Dataset records:
________________

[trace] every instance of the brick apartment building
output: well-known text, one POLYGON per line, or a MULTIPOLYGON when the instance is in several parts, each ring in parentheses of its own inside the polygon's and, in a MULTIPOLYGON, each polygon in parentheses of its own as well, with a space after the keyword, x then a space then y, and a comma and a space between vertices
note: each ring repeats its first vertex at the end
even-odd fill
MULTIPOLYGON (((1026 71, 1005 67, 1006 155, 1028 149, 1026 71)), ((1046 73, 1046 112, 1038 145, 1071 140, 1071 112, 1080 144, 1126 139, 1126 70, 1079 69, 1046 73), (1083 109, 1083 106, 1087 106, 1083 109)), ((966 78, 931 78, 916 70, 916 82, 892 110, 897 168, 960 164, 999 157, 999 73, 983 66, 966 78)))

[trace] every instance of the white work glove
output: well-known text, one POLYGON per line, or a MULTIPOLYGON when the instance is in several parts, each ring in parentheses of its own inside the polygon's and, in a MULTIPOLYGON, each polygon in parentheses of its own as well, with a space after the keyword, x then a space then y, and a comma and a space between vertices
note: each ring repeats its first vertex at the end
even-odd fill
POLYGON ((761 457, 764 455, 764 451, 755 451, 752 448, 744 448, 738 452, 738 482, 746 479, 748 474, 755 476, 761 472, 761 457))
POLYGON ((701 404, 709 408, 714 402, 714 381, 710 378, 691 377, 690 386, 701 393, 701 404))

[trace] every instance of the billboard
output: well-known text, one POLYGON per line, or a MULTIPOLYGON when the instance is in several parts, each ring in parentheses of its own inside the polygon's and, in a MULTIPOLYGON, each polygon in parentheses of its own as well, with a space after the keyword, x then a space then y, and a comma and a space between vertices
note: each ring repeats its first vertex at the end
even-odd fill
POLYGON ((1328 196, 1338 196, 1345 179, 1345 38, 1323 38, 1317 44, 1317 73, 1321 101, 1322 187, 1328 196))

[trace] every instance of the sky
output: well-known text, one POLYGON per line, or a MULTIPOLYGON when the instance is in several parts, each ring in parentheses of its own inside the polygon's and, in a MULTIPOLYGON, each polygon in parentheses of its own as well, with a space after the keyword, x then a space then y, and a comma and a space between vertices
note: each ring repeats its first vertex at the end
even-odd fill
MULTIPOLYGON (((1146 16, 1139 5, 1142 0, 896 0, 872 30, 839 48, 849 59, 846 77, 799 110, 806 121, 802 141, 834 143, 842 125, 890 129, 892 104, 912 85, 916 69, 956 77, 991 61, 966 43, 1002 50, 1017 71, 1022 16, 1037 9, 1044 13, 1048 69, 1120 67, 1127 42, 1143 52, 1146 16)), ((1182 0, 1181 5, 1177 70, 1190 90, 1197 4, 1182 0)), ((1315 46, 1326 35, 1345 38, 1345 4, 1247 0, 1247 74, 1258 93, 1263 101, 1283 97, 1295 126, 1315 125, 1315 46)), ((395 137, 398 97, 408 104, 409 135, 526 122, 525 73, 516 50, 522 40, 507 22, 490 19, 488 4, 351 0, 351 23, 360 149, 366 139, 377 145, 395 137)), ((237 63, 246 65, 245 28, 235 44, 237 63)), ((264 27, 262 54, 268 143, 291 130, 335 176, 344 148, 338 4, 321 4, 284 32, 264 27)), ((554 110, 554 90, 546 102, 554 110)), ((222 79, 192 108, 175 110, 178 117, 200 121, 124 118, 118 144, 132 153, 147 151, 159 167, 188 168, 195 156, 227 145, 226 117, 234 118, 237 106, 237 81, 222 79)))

________________

• Do this
Return every line of the material above unchanged, character for character.

• Full solution
[trace] every instance of the brick apartment building
output: well-known text, one POLYGON per line, or a MULTIPOLYGON when the instance is in several parts, each ring in parentheses of its own inside the polygon's and, in a MULTIPOLYGON, each polygon in parentheses of its own as well, with a space after the keyword, x then a space then y, and a comma and a space between vertices
note: each ring repeats its first vertex at the end
even-odd fill
MULTIPOLYGON (((1026 71, 1005 67, 1006 155, 1028 149, 1026 71)), ((1046 73, 1046 112, 1038 145, 1071 140, 1071 112, 1080 144, 1126 139, 1126 70, 1079 69, 1046 73), (1083 109, 1083 106, 1087 106, 1083 109)), ((966 78, 931 78, 916 70, 916 82, 892 110, 897 168, 960 164, 999 157, 999 73, 983 66, 966 78)))

[trace] every instance of the white work glove
output: well-known text, one POLYGON per line, or a MULTIPOLYGON when the instance is in several parts, each ring in parentheses of its own inside the polygon's and, in a MULTIPOLYGON, each polygon in parentheses of its own as well, with a space after the keyword, x then a space then y, and a comma and a space between vertices
note: each ring repeats its first vertex at the end
even-odd fill
POLYGON ((761 457, 764 455, 764 451, 755 451, 752 448, 744 448, 738 452, 738 482, 746 479, 748 474, 755 476, 761 472, 761 457))
POLYGON ((701 404, 709 408, 714 402, 714 381, 710 378, 691 377, 690 386, 701 393, 701 404))

[trace] every instance of the billboard
output: well-known text, one POLYGON per line, or a MULTIPOLYGON when the instance is in several parts, each ring in parentheses of its own inside the polygon's and, in a MULTIPOLYGON, each polygon in parentheses of its own as well, with a space after the keyword, x then a space then y, and a comma and a space between vertices
note: each ring repeats its first vertex at the end
even-odd fill
POLYGON ((1328 196, 1338 196, 1345 179, 1345 38, 1323 38, 1317 44, 1317 73, 1321 101, 1322 187, 1328 196))

[trace] every instance of the sky
output: well-known text, one POLYGON per line, or a MULTIPOLYGON when the instance is in several parts, each ring in parentheses of its own inside the polygon's and, in a MULTIPOLYGON, each polygon in parentheses of its own as well, with a space after the keyword, x then a space then y, and a comma and a space between vertices
note: each ring repeats its first vertex at the end
even-odd fill
MULTIPOLYGON (((1146 16, 1139 5, 1142 0, 896 0, 872 30, 839 48, 849 59, 846 77, 799 110, 806 121, 802 141, 834 143, 842 125, 890 129, 892 104, 912 85, 916 69, 956 77, 991 61, 966 43, 1002 50, 1017 71, 1022 16, 1037 9, 1044 13, 1048 69, 1120 67, 1127 42, 1143 52, 1146 16)), ((1182 0, 1181 5, 1177 70, 1190 90, 1197 4, 1182 0)), ((1315 46, 1326 35, 1345 38, 1345 4, 1247 0, 1247 74, 1258 93, 1263 101, 1283 97, 1295 126, 1315 125, 1315 46)), ((395 137, 398 97, 408 104, 409 135, 526 122, 525 73, 516 50, 522 40, 507 22, 490 19, 488 4, 351 0, 351 23, 360 149, 366 139, 377 145, 395 137)), ((237 63, 246 65, 245 28, 235 44, 237 63)), ((264 27, 262 54, 268 143, 291 130, 335 176, 344 148, 338 4, 321 4, 284 32, 264 27)), ((554 110, 554 90, 546 102, 554 110)), ((222 79, 192 108, 175 110, 178 117, 200 121, 124 118, 118 144, 132 153, 147 151, 159 167, 188 168, 195 156, 227 145, 226 117, 234 118, 237 106, 237 81, 222 79)))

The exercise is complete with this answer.